* start INPUT MATERIAL *
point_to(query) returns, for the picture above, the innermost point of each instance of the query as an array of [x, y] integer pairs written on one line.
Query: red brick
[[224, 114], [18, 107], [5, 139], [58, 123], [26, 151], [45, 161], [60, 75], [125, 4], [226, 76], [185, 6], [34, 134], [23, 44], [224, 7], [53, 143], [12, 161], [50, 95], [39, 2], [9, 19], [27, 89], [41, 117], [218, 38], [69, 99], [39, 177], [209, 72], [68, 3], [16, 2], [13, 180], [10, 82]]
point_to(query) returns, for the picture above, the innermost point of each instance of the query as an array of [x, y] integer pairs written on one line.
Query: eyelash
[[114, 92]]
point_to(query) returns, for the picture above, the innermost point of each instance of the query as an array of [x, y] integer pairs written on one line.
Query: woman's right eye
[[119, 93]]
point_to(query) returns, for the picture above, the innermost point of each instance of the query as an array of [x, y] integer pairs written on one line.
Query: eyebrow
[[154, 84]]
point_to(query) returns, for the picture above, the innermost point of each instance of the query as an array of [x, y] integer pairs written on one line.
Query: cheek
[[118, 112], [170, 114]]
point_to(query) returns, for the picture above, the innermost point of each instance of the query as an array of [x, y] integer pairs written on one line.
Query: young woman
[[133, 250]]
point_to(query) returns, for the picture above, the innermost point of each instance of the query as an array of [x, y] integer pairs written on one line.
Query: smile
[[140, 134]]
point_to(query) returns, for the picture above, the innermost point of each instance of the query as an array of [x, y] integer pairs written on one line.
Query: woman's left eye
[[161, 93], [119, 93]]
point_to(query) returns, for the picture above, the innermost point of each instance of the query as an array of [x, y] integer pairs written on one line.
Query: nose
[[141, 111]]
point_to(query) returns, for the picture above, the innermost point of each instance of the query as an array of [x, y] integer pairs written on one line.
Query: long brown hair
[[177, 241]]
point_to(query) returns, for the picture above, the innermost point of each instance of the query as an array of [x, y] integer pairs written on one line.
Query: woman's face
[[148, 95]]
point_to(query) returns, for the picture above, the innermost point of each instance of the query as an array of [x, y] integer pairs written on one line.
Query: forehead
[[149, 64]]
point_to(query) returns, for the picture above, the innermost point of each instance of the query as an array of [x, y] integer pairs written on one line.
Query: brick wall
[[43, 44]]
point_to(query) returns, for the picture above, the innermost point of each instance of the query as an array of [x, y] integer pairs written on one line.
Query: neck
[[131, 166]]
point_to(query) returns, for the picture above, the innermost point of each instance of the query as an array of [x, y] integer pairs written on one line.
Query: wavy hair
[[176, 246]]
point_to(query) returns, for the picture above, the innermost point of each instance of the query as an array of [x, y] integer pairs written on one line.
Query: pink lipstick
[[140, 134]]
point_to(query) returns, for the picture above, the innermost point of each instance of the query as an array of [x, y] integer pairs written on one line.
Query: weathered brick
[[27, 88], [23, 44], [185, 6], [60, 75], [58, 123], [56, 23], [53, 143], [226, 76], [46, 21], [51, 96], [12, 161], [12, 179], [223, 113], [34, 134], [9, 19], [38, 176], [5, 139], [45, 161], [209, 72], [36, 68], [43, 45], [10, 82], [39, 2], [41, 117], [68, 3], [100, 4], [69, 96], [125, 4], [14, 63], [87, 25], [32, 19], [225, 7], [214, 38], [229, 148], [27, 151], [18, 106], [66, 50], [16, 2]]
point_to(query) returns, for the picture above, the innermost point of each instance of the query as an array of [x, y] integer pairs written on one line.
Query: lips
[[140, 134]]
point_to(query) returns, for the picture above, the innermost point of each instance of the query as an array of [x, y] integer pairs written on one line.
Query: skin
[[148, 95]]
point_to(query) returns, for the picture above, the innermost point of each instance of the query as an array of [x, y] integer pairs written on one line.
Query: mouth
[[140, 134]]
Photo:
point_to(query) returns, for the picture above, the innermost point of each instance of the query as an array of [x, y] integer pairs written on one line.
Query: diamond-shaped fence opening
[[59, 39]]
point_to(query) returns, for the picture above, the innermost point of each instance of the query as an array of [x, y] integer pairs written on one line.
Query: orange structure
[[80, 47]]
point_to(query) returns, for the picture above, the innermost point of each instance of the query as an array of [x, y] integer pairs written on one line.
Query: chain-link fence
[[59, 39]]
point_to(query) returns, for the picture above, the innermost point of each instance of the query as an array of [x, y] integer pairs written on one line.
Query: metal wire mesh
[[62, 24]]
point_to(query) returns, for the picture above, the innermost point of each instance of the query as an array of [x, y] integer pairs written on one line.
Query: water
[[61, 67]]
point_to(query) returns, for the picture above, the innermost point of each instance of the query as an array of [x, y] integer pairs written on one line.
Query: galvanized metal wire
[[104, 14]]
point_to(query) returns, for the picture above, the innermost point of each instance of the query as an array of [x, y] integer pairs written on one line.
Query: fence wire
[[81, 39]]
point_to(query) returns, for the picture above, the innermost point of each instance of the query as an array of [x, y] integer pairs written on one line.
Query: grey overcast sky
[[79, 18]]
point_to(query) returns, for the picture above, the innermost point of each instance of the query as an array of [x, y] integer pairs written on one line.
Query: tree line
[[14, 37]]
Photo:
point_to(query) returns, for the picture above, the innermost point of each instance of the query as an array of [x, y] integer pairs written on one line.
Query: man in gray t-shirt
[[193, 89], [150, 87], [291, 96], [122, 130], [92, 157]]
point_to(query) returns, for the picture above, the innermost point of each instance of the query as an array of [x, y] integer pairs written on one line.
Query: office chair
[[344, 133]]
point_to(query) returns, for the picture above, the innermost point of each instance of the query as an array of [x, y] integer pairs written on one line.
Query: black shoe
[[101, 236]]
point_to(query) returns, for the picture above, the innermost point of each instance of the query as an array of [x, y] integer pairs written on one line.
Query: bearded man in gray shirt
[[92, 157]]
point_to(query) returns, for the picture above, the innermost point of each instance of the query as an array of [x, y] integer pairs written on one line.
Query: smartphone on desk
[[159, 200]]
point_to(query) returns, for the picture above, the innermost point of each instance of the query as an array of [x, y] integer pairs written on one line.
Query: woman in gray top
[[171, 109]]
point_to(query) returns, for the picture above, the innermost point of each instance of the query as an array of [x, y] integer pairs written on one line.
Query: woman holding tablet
* end INPUT MATERIAL *
§ **GOAL OF THE EXERCISE**:
Give all the entries above as a Markdown table with two columns, Row and Line. Number each line in Row, put its text in Line, and leave out blank lines.

§ **COMPLETE RESPONSE**:
| Row | Line |
|---|---|
| 1 | point_to(query) returns, for the picture above, the innermost point of each instance of the query as an array of [x, y] integer pairs written on one line. |
| 2 | Query: red brick |
| 3 | [[224, 114], [18, 107], [5, 139], [58, 123], [26, 151], [45, 161], [60, 75], [125, 4], [226, 76], [185, 6], [34, 134], [23, 44], [224, 7], [53, 143], [12, 161], [50, 95], [39, 2], [9, 19], [27, 89], [41, 117], [218, 38], [69, 99], [39, 177], [209, 72], [68, 3], [16, 2], [13, 180], [10, 82]] |
| 4 | point_to(query) returns, for the picture above, the innermost point of each instance of the query as an array of [x, y] integer pairs written on one line. |
| 5 | Query: eyelash |
| 6 | [[114, 92]] |
| 7 | point_to(query) returns, for the picture above, the innermost point of each instance of the query as an array of [x, y] integer pairs written on one line. |
| 8 | Query: woman's right eye |
| 9 | [[119, 93]] |
| 10 | point_to(query) returns, for the picture above, the innermost point of each instance of the query as an array of [x, y] integer pairs written on one line. |
| 11 | Query: eyebrow |
| 12 | [[154, 84]] |
| 13 | point_to(query) returns, for the picture above, the innermost point of each instance of the query as an array of [x, y] integer pairs written on one line. |
| 14 | Query: cheek |
| 15 | [[118, 112], [170, 114]] |
| 16 | point_to(query) returns, for the picture above, the innermost point of each instance of the query as an array of [x, y] integer pairs written on one line. |
| 17 | Query: young woman |
| 18 | [[133, 250]] |
| 19 | point_to(query) returns, for the picture above, the innermost point of each instance of the query as an array of [x, y] integer pairs written on one line. |
| 20 | Query: smile |
| 21 | [[140, 134]] |
| 22 | point_to(query) returns, for the picture above, the innermost point of each instance of the query as an array of [x, y] integer pairs written on one line. |
| 23 | Query: woman's left eye |
| 24 | [[161, 93], [119, 93]] |
| 25 | point_to(query) returns, for the picture above, the innermost point of each instance of the query as an array of [x, y] integer pairs written on one line. |
| 26 | Query: nose |
| 27 | [[141, 111]] |
| 28 | point_to(query) returns, for the picture above, the innermost point of each instance of the query as an array of [x, y] integer pairs written on one line. |
| 29 | Query: long brown hair |
| 30 | [[177, 241]] |
| 31 | point_to(query) returns, for the picture above, the innermost point of each instance of the query as an array of [x, y] integer pairs written on one line. |
| 32 | Query: woman's face |
| 33 | [[148, 95]] |
| 34 | point_to(query) returns, for the picture above, the innermost point of each instance of the query as an array of [x, y] integer pairs written on one line. |
| 35 | Query: forehead |
| 36 | [[149, 64]] |
| 37 | point_to(query) returns, for the picture above, the innermost point of each instance of the query as an array of [x, y] integer pairs written on one line. |
| 38 | Query: brick wall |
| 39 | [[43, 44]] |
| 40 | point_to(query) returns, for the picture above, the innermost point of each instance of the query as an array of [x, y] integer pairs written on one line. |
| 41 | Query: neck |
| 42 | [[131, 166]] |
| 43 | point_to(query) returns, for the picture above, the innermost point of each instance of the query as an array of [x, y] integer pairs written on one line. |
| 44 | Query: wavy hair |
| 45 | [[176, 246]] |
| 46 | point_to(query) returns, for the picture above, the innermost point of each instance of the query as an array of [x, y] integer pairs written on one line. |
| 47 | Query: pink lipstick |
| 48 | [[140, 134]] |
| 49 | point_to(query) returns, for the picture above, the innermost point of each instance of the query as an array of [x, y] integer pairs written on one line. |
| 50 | Query: weathered brick |
| 51 | [[27, 88], [23, 44], [185, 6], [60, 75], [58, 123], [56, 23], [53, 143], [226, 76], [46, 21], [51, 96], [12, 161], [12, 179], [223, 113], [34, 134], [9, 19], [38, 176], [5, 139], [45, 161], [209, 72], [36, 68], [43, 45], [10, 82], [39, 2], [41, 117], [68, 3], [100, 4], [69, 96], [125, 4], [14, 63], [87, 25], [32, 19], [225, 7], [214, 38], [229, 148], [27, 151], [18, 106], [66, 50], [16, 2]] |
| 52 | point_to(query) returns, for the picture above, the innermost point of each instance of the query as an array of [x, y] integer pairs written on one line. |
| 53 | Query: lips |
| 54 | [[140, 134]] |
| 55 | point_to(query) returns, for the picture above, the innermost point of each instance of the query as an array of [x, y] integer pairs written on one line. |
| 56 | Query: skin |
| 57 | [[148, 95]] |
| 58 | point_to(query) returns, for the picture above, the innermost point of each instance of the query as an array of [x, y] integer pairs written on one line. |
| 59 | Query: mouth |
| 60 | [[140, 134]] |
| 61 | Photo: |
| 62 | point_to(query) returns, for the picture above, the innermost point of each instance of the query as an array of [x, y] integer pairs written on one line. |
| 63 | Query: diamond-shaped fence opening |
| 64 | [[59, 39]] |
| 65 | point_to(query) returns, for the picture above, the innermost point of each instance of the query as an array of [x, y] integer pairs written on one line. |
| 66 | Query: orange structure |
| 67 | [[80, 47]] |
| 68 | point_to(query) returns, for the picture above, the innermost point of each instance of the query as an array of [x, y] integer pairs written on one line. |
| 69 | Query: chain-link fence |
| 70 | [[59, 39]] |
| 71 | point_to(query) returns, for the picture above, the innermost point of each instance of the query as an array of [x, y] integer pairs written on one line. |
| 72 | Query: metal wire mesh |
| 73 | [[62, 24]] |
| 74 | point_to(query) returns, for the picture above, the innermost point of each instance of the query as an array of [x, y] integer pairs written on one line. |
| 75 | Query: water |
| 76 | [[61, 67]] |
| 77 | point_to(query) returns, for the picture above, the innermost point of each instance of the query as an array of [x, y] integer pairs written on one line. |
| 78 | Query: galvanized metal wire |
| 79 | [[104, 14]] |
| 80 | point_to(query) returns, for the picture above, the innermost point of each instance of the query as an array of [x, y] integer pairs written on one line. |
| 81 | Query: fence wire |
| 82 | [[81, 39]] |
| 83 | point_to(query) returns, for the picture above, the innermost point of each instance of the query as an array of [x, y] integer pairs written on one line. |
| 84 | Query: grey overcast sky |
| 85 | [[79, 18]] |
| 86 | point_to(query) returns, for the picture above, the innermost point of each instance of the query as an array of [x, y] integer pairs written on one line. |
| 87 | Query: tree line |
| 88 | [[14, 37]] |
| 89 | Photo: |
| 90 | point_to(query) returns, for the picture above, the innermost point of each instance of the query as an array of [x, y] integer pairs written on one line. |
| 91 | Query: man in gray t-shirt |
| 92 | [[193, 89], [150, 87], [291, 96], [122, 130], [92, 157]] |
| 93 | point_to(query) returns, for the picture above, the innermost point of each instance of the query as an array of [x, y] integer pairs written on one line. |
| 94 | Query: office chair |
| 95 | [[344, 133]] |
| 96 | point_to(query) returns, for the picture above, the innermost point of each instance of the query as an array of [x, y] integer pairs written on one line. |
| 97 | Query: black shoe |
| 98 | [[101, 236]] |
| 99 | point_to(query) returns, for the picture above, the innermost point of each instance of the query as an array of [x, y] integer pairs written on one line. |
| 100 | Query: bearded man in gray shirt |
| 101 | [[92, 157]] |
| 102 | point_to(query) returns, for the picture above, the innermost point of each instance of the query as an array of [x, y] integer pairs written on one line. |
| 103 | Query: smartphone on desk |
| 104 | [[159, 200]] |
| 105 | point_to(query) returns, for the picture above, the innermost point of each instance of the query as an array of [x, y] integer pairs written on one line. |
| 106 | Query: woman in gray top |
| 107 | [[171, 109]] |
| 108 | point_to(query) returns, for the picture above, the innermost point of each instance of the query as an array of [x, y] integer pairs written on one line. |
| 109 | Query: woman holding tablet |